→ Stated problem: Please copy out every line of the records from the line with "the gable roof" up to and including the last line of the records, shifting each pin coordinate in the answers up by 65 and keeping all other lines and numbers unchanged. Leave the pictures out.

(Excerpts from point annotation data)
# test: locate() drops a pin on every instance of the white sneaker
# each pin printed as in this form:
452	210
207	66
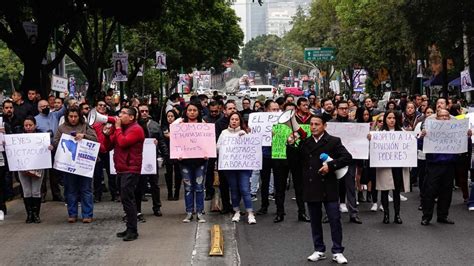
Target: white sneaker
200	218
374	207
188	218
343	208
339	258
236	217
403	198
251	218
317	255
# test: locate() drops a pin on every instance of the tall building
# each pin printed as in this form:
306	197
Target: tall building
252	18
273	17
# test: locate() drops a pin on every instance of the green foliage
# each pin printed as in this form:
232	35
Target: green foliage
10	68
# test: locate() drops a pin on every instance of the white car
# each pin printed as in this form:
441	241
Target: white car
243	93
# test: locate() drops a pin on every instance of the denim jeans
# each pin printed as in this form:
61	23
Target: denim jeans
76	186
193	180
254	182
239	183
470	202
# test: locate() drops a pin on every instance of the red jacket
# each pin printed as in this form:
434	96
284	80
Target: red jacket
127	143
101	138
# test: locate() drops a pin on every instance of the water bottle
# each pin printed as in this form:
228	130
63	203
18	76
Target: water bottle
324	157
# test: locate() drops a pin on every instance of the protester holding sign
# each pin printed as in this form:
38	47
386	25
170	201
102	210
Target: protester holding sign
239	180
392	178
127	142
440	169
76	186
31	181
193	171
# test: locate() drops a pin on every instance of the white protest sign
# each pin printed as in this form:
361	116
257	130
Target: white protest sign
393	149
76	157
148	158
28	151
466	83
192	140
445	136
262	123
59	84
353	137
240	152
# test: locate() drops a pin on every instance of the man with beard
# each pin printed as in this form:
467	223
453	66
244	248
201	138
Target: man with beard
48	122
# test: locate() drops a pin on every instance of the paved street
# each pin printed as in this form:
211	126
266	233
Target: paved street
167	241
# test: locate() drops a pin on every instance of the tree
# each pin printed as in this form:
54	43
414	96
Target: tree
49	16
10	68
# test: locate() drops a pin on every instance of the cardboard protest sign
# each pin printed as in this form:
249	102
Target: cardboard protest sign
76	157
262	123
148	158
445	136
353	137
59	84
192	140
280	136
28	151
393	149
240	152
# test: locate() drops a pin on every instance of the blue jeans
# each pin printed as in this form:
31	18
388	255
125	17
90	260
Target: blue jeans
239	184
254	182
470	201
193	180
78	186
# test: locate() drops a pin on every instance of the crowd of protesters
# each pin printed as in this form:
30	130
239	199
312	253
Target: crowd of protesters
130	122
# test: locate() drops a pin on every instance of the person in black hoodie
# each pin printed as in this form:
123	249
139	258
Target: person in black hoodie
347	183
222	124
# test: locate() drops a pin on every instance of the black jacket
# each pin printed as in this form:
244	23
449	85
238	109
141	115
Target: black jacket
317	187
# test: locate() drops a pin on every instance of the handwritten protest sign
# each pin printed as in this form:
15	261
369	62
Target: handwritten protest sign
262	123
28	151
280	136
148	158
59	83
192	140
393	149
76	157
445	136
353	137
240	152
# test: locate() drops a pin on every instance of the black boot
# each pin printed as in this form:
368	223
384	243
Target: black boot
176	194
36	203
29	210
397	219
386	217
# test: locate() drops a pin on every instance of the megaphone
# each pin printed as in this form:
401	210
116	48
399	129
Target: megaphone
95	117
288	118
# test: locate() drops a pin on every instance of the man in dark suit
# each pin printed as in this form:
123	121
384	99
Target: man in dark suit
320	185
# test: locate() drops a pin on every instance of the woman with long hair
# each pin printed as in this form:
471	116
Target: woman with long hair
193	171
171	165
392	178
76	186
31	181
239	180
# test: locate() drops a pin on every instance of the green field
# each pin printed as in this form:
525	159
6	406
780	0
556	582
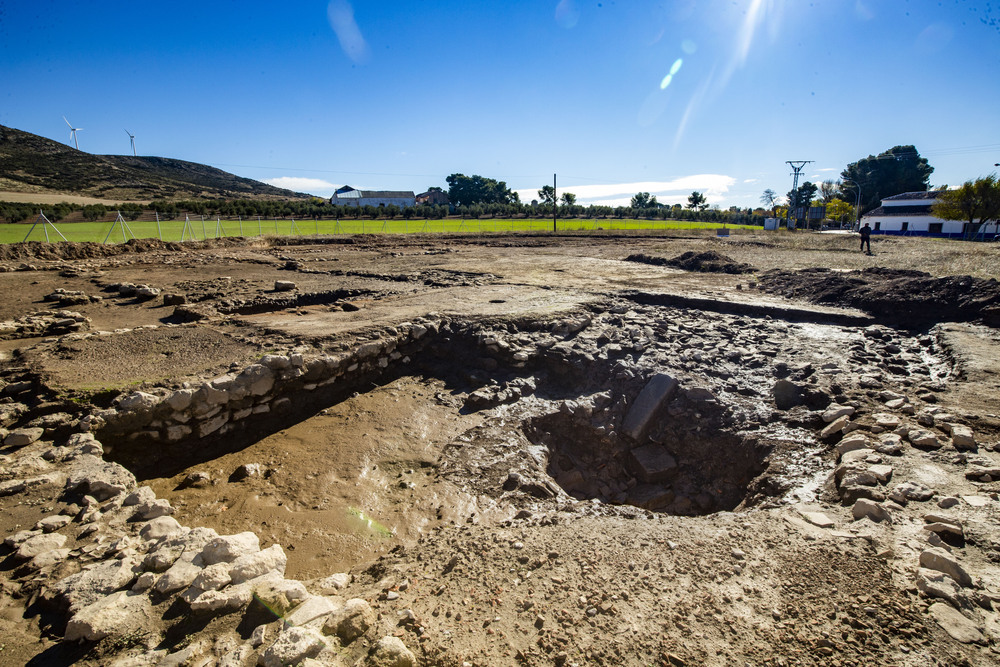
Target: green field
180	230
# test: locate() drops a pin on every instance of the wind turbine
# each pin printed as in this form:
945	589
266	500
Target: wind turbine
72	133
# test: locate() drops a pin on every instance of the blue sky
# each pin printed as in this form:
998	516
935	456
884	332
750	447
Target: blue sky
397	95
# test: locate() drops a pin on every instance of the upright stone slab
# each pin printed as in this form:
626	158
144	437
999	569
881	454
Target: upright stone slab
653	397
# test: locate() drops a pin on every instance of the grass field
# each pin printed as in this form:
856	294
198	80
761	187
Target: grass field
198	229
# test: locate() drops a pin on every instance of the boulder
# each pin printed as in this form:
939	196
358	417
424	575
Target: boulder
228	548
659	390
312	608
93	476
936	584
962	437
292	646
88	586
652	463
350	621
23	436
923	438
36	545
119	613
955	624
391	652
257	564
872	510
786	394
911	491
835	411
936	558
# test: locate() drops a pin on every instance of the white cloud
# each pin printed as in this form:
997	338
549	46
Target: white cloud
713	186
313	186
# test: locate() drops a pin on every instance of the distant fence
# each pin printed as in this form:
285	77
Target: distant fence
198	228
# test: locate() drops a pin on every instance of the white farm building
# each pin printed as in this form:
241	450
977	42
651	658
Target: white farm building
909	214
348	196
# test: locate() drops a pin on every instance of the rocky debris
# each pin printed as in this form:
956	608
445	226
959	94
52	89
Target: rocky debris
865	508
23	437
67	298
938	559
44	323
955	624
651	400
704	262
902	297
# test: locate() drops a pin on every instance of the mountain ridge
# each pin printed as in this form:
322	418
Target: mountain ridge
33	164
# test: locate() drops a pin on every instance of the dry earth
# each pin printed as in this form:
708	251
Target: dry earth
546	451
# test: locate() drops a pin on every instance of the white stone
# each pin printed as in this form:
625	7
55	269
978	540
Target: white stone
119	613
351	621
39	544
818	519
177	577
139	402
962	437
228	599
938	559
292	646
938	585
955	624
253	565
143	494
213	577
333	583
50	524
230	547
312	608
851	443
160	527
868	508
23	437
834	427
392	652
88	586
835	411
922	438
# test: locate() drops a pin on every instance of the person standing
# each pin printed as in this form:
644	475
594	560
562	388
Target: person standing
866	238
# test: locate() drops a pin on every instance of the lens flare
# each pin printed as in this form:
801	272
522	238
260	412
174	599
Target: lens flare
676	67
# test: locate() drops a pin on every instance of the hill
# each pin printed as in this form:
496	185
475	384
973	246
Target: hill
34	164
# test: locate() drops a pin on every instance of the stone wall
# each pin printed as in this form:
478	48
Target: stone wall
243	399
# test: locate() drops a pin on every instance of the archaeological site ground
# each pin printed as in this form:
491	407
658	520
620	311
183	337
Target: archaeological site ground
659	449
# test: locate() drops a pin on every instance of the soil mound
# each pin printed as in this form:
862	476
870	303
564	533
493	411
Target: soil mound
702	262
898	296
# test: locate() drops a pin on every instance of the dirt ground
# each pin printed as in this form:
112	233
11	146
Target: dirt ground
509	530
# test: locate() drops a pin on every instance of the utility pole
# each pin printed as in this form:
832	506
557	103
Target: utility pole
555	203
796	166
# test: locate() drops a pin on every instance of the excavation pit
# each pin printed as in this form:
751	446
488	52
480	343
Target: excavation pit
689	466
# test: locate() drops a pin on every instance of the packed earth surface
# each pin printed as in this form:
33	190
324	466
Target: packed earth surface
659	449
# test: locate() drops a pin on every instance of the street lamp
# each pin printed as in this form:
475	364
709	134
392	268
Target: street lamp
857	204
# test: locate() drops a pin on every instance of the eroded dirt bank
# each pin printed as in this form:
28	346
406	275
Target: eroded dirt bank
502	450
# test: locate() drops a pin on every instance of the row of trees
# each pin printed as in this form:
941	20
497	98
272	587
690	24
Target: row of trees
250	210
975	202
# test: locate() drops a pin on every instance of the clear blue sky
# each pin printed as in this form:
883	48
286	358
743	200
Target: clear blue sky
397	95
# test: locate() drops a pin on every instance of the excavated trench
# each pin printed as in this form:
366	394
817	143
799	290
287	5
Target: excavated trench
386	452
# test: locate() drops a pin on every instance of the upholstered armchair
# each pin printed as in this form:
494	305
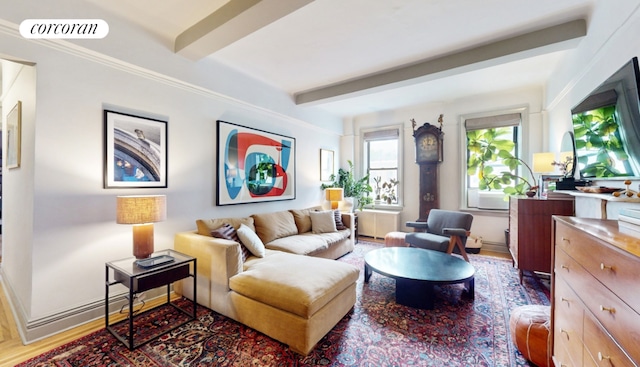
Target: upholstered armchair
444	231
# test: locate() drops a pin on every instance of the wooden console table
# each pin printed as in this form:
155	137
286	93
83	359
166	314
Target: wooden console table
530	231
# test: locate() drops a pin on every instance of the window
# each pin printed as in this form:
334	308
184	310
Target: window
381	152
489	140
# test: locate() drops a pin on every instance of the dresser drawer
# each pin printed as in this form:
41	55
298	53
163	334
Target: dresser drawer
615	268
622	322
601	349
562	358
568	316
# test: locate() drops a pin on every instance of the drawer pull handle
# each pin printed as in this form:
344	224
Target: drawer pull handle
607	309
603	267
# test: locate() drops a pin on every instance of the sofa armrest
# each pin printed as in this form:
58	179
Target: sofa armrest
218	259
418	226
461	232
348	219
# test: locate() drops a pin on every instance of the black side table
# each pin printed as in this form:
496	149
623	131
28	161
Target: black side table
139	279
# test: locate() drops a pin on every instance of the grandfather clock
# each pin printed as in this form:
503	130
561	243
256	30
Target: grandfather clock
428	140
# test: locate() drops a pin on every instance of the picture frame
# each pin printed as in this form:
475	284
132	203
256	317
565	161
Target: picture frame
326	164
135	151
254	165
14	136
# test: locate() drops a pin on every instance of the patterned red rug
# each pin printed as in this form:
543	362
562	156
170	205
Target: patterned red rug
378	332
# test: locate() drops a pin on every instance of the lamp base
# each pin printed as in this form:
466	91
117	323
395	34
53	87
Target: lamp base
142	240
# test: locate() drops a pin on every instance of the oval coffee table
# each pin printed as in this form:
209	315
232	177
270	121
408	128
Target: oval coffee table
416	271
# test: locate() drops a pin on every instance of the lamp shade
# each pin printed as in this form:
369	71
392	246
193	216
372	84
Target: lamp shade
543	162
141	209
334	194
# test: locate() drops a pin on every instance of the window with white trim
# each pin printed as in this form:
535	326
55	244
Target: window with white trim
382	163
489	140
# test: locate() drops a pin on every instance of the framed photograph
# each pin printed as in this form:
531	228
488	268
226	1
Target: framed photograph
14	136
254	165
135	151
326	164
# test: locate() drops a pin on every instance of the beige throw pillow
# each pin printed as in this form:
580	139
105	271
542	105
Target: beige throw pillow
250	239
323	221
274	225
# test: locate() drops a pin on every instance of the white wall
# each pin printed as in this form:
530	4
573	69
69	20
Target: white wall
59	223
488	225
19	83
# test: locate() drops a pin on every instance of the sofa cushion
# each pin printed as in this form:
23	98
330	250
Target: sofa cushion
316	282
227	232
338	219
205	226
302	219
274	225
323	221
250	239
307	243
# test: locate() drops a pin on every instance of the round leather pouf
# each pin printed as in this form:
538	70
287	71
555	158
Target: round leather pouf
531	333
394	239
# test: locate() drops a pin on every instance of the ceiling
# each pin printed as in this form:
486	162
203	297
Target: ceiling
357	43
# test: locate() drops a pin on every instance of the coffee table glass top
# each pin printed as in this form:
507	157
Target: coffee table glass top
419	264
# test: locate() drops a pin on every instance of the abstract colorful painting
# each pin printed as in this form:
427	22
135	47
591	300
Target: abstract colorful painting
254	165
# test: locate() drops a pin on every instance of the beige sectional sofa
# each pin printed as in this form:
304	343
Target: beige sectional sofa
295	293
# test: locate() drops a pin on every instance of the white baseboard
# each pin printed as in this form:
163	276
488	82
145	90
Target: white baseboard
32	330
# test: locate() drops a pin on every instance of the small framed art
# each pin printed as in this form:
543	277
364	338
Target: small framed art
135	151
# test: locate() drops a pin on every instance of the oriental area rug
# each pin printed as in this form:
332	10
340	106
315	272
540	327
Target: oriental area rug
377	332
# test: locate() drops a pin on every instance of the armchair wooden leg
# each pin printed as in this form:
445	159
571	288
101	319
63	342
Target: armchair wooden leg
457	241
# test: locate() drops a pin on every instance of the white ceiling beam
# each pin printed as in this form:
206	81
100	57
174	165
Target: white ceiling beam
233	21
551	39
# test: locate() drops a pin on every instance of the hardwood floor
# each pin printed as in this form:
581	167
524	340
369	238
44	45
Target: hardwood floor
14	352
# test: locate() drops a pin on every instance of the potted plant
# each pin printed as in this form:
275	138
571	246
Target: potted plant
378	189
390	191
358	189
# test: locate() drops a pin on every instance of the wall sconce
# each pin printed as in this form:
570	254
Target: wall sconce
141	211
334	195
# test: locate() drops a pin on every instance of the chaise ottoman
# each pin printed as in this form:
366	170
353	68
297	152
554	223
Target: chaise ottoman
292	298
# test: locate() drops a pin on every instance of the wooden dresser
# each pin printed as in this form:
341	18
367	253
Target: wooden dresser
530	241
595	294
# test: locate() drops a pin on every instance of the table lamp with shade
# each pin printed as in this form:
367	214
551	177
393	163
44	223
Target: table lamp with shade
543	163
141	211
334	195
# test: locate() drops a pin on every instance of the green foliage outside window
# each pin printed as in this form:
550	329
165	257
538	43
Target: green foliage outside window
599	147
489	148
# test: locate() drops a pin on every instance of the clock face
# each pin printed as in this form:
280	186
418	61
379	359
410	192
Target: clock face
428	148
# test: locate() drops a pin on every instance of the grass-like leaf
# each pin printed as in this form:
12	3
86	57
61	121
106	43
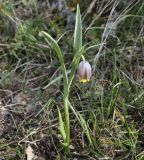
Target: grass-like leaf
78	32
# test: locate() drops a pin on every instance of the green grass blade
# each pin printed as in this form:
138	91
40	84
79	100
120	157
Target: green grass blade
58	51
78	31
61	126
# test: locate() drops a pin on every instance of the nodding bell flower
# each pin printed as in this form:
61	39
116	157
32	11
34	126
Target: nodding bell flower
84	71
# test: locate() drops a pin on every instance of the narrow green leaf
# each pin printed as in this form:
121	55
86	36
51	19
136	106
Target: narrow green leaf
61	126
78	31
58	51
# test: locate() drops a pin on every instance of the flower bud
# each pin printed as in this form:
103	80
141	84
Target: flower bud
84	71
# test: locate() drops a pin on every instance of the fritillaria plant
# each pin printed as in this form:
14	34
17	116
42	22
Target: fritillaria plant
84	74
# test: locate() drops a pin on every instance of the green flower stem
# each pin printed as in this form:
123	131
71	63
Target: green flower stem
83	58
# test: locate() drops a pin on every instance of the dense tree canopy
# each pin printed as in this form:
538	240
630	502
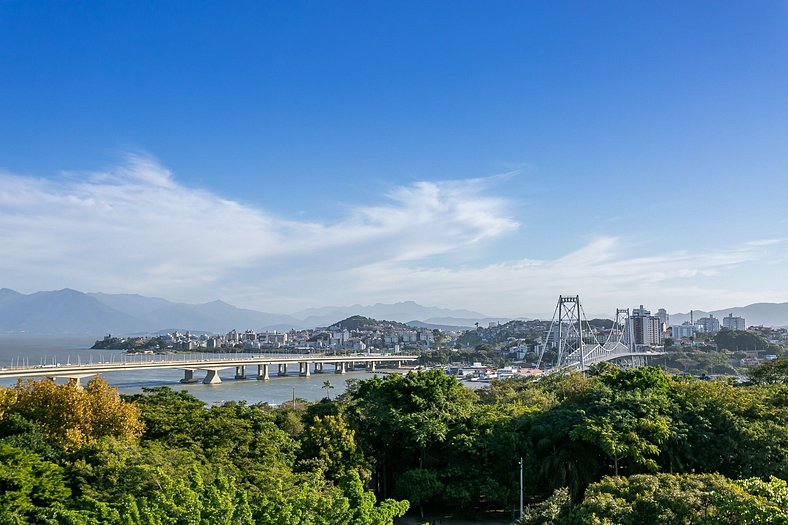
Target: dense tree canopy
615	446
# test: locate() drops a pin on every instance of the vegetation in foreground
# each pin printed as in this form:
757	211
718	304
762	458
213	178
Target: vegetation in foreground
619	446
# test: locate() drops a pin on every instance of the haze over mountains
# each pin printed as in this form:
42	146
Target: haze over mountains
72	312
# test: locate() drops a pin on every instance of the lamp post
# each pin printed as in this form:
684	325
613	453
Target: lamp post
521	487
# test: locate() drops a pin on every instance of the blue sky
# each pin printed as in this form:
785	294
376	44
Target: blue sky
484	155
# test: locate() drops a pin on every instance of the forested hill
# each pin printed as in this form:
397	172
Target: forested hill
359	323
620	447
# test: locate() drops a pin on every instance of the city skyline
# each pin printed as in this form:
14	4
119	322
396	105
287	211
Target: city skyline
486	157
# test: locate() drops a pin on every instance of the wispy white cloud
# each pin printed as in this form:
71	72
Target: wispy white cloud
137	229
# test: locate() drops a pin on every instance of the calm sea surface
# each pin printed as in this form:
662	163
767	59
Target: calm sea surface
46	350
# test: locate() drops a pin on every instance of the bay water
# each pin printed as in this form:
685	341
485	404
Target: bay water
36	350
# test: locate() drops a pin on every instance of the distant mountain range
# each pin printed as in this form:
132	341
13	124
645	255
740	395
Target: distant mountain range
72	312
76	313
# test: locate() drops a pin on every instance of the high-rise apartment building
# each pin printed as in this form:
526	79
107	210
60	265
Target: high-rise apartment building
709	324
664	318
644	329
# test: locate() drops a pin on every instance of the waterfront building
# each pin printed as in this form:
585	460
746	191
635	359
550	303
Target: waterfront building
664	318
644	329
733	323
709	324
683	331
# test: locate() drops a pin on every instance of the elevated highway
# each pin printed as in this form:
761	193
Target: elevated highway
307	365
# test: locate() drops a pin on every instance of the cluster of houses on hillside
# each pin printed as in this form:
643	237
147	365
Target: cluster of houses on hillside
319	339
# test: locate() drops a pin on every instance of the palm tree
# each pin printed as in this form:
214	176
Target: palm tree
327	386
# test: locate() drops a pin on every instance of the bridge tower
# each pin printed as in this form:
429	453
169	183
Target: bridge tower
566	333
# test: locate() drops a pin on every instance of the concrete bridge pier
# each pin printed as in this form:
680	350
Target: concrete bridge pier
212	377
188	376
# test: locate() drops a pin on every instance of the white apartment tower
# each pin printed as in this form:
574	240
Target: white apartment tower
644	329
664	318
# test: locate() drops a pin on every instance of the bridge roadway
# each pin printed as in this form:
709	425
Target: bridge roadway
211	366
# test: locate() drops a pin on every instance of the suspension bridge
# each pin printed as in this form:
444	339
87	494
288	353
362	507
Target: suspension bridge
578	346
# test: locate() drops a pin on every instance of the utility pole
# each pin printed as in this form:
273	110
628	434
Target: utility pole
521	487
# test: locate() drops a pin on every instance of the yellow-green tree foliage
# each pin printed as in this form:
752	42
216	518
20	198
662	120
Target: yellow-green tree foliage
70	415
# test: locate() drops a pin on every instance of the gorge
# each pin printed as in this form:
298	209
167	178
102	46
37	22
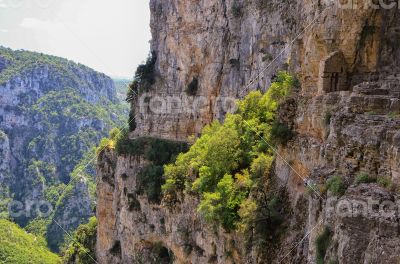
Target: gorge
343	115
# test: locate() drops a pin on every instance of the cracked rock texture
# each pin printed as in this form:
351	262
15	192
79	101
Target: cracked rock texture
346	123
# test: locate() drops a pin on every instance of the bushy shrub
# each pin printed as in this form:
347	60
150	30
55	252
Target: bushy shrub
145	75
364	178
229	159
322	244
336	185
82	248
281	133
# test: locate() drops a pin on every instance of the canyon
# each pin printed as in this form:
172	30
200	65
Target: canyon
345	119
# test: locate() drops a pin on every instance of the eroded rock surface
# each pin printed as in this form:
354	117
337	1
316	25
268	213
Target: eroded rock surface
346	123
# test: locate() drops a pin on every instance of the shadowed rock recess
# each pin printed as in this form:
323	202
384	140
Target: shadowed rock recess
344	119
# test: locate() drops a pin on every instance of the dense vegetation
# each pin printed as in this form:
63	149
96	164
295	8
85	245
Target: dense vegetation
228	164
17	246
21	61
59	122
158	151
81	249
145	77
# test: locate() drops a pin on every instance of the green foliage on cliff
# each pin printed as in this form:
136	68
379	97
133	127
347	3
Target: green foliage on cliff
158	151
145	77
224	166
336	185
322	244
81	250
17	246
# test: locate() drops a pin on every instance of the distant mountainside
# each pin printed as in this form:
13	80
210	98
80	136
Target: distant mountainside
53	112
16	246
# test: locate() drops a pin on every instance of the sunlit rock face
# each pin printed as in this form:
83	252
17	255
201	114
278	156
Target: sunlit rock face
345	122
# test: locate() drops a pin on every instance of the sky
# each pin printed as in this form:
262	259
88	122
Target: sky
108	36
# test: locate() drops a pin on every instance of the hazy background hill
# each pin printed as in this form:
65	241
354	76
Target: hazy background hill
53	112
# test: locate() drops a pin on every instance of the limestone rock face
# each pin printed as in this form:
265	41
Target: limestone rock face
345	121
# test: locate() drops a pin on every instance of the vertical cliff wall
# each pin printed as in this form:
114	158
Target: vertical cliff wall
347	61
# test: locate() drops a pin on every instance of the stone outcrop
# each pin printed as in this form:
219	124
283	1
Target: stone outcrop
346	123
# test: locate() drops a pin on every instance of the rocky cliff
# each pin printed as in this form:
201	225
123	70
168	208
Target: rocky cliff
346	127
53	112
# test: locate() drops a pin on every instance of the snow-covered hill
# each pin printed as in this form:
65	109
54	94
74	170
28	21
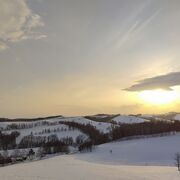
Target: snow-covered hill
67	167
128	119
144	151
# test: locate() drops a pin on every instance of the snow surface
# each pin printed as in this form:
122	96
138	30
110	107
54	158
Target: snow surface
101	126
67	167
128	119
36	130
130	160
177	117
147	151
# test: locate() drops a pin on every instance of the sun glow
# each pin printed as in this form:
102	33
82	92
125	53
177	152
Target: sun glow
158	97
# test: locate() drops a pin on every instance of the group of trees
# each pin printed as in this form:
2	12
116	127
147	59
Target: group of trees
16	156
145	128
55	130
94	135
8	141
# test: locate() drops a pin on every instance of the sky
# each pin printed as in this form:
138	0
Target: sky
79	57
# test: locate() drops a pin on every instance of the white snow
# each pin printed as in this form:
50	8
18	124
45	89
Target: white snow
177	117
128	119
101	126
147	151
138	159
67	167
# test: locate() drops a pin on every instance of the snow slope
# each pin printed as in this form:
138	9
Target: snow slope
128	119
101	126
67	167
147	151
177	117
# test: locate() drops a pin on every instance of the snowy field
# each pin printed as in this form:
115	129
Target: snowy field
129	119
140	159
67	167
147	151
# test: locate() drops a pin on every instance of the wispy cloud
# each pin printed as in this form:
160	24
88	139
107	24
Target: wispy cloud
165	82
17	22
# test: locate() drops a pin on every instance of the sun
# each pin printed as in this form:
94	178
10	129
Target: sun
158	97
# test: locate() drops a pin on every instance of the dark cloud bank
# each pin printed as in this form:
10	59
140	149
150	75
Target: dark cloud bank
165	82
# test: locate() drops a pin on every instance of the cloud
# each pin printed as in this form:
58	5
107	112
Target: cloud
17	22
165	82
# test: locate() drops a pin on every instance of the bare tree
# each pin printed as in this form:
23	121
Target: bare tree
177	161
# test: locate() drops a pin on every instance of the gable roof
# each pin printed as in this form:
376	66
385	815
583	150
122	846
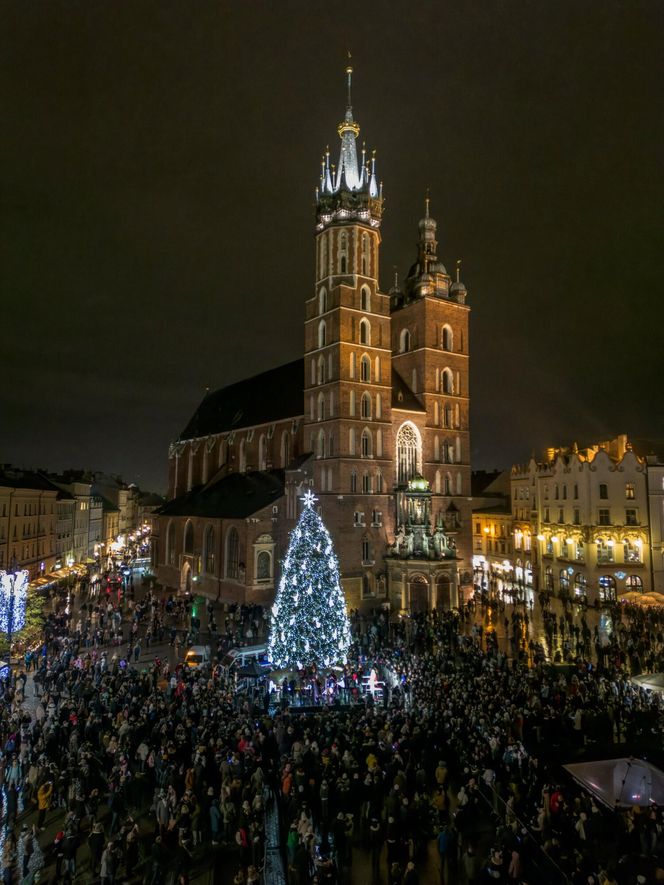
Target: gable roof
271	396
234	496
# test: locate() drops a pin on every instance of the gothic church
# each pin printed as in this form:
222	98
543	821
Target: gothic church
374	418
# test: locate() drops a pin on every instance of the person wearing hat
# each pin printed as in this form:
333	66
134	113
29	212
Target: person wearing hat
44	796
214	815
96	841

→ Written response:
# test: locate() drops a pin on every instance of the gable roof
# each pin printed as in this form:
376	66
385	815
583	150
122	846
Target: gable roof
336	461
299	561
# test: locate() drops a pin on every instance of the gothic church
# each pin printed as in this form:
222	98
543	821
Target: gothic church
439	483
# test: locate() drops a pin on every instance of the person wearing hat
# each pin printed as in this form:
333	66
134	113
29	212
Target: person wearing hat
109	861
279	880
161	906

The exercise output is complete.